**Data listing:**
········
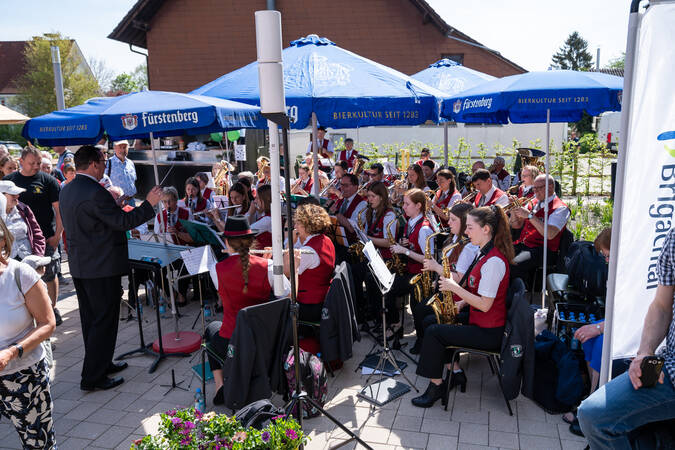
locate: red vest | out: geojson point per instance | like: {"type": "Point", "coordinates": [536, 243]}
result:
{"type": "Point", "coordinates": [313, 284]}
{"type": "Point", "coordinates": [350, 160]}
{"type": "Point", "coordinates": [231, 288]}
{"type": "Point", "coordinates": [413, 244]}
{"type": "Point", "coordinates": [496, 315]}
{"type": "Point", "coordinates": [182, 214]}
{"type": "Point", "coordinates": [207, 193]}
{"type": "Point", "coordinates": [529, 194]}
{"type": "Point", "coordinates": [264, 239]}
{"type": "Point", "coordinates": [491, 201]}
{"type": "Point", "coordinates": [530, 237]}
{"type": "Point", "coordinates": [376, 229]}
{"type": "Point", "coordinates": [351, 237]}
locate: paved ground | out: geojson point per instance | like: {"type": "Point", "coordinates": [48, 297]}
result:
{"type": "Point", "coordinates": [114, 418]}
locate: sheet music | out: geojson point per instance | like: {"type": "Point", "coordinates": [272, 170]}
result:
{"type": "Point", "coordinates": [378, 267]}
{"type": "Point", "coordinates": [198, 260]}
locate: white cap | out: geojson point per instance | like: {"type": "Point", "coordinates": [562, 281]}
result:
{"type": "Point", "coordinates": [8, 187]}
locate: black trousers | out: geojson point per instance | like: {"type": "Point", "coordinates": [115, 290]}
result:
{"type": "Point", "coordinates": [217, 343]}
{"type": "Point", "coordinates": [99, 303]}
{"type": "Point", "coordinates": [400, 287]}
{"type": "Point", "coordinates": [438, 337]}
{"type": "Point", "coordinates": [525, 269]}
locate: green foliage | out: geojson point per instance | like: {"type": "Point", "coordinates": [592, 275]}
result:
{"type": "Point", "coordinates": [36, 85]}
{"type": "Point", "coordinates": [188, 429]}
{"type": "Point", "coordinates": [573, 55]}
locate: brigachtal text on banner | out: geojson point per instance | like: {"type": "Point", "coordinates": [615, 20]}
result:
{"type": "Point", "coordinates": [648, 203]}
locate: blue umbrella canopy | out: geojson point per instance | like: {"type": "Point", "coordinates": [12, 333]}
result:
{"type": "Point", "coordinates": [138, 114]}
{"type": "Point", "coordinates": [345, 90]}
{"type": "Point", "coordinates": [451, 77]}
{"type": "Point", "coordinates": [526, 97]}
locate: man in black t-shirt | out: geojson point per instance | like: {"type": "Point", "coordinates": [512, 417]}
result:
{"type": "Point", "coordinates": [42, 196]}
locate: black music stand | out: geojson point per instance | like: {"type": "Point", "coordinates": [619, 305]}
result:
{"type": "Point", "coordinates": [150, 256]}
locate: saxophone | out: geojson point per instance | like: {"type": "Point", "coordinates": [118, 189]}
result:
{"type": "Point", "coordinates": [442, 303]}
{"type": "Point", "coordinates": [424, 279]}
{"type": "Point", "coordinates": [356, 249]}
{"type": "Point", "coordinates": [395, 263]}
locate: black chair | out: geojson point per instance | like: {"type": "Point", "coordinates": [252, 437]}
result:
{"type": "Point", "coordinates": [516, 288]}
········
**THE REQUEST:**
Repeat exactly the lines above, starting with the line that contains "locate: blue umbrella" and ending with the last line, both included, and nothing else.

**COMPLETE RESPONSE:**
locate: blue umbrella canopy | out: geojson point per instance | like: {"type": "Point", "coordinates": [12, 333]}
result:
{"type": "Point", "coordinates": [138, 114]}
{"type": "Point", "coordinates": [345, 90]}
{"type": "Point", "coordinates": [451, 77]}
{"type": "Point", "coordinates": [526, 97]}
locate: man in black t-shirt | out: geojson point per instance | like: {"type": "Point", "coordinates": [512, 417]}
result:
{"type": "Point", "coordinates": [42, 196]}
locate: black music stand | out: geojson point per instance | like: {"type": "Point", "coordinates": [619, 305]}
result:
{"type": "Point", "coordinates": [150, 256]}
locate: saxophone | out: geojson point per instance | like: {"type": "Point", "coordinates": [118, 189]}
result:
{"type": "Point", "coordinates": [442, 303]}
{"type": "Point", "coordinates": [424, 279]}
{"type": "Point", "coordinates": [356, 249]}
{"type": "Point", "coordinates": [395, 263]}
locate: black chair | out: geojson point per instance | like: {"type": "Point", "coordinates": [252, 437]}
result:
{"type": "Point", "coordinates": [516, 288]}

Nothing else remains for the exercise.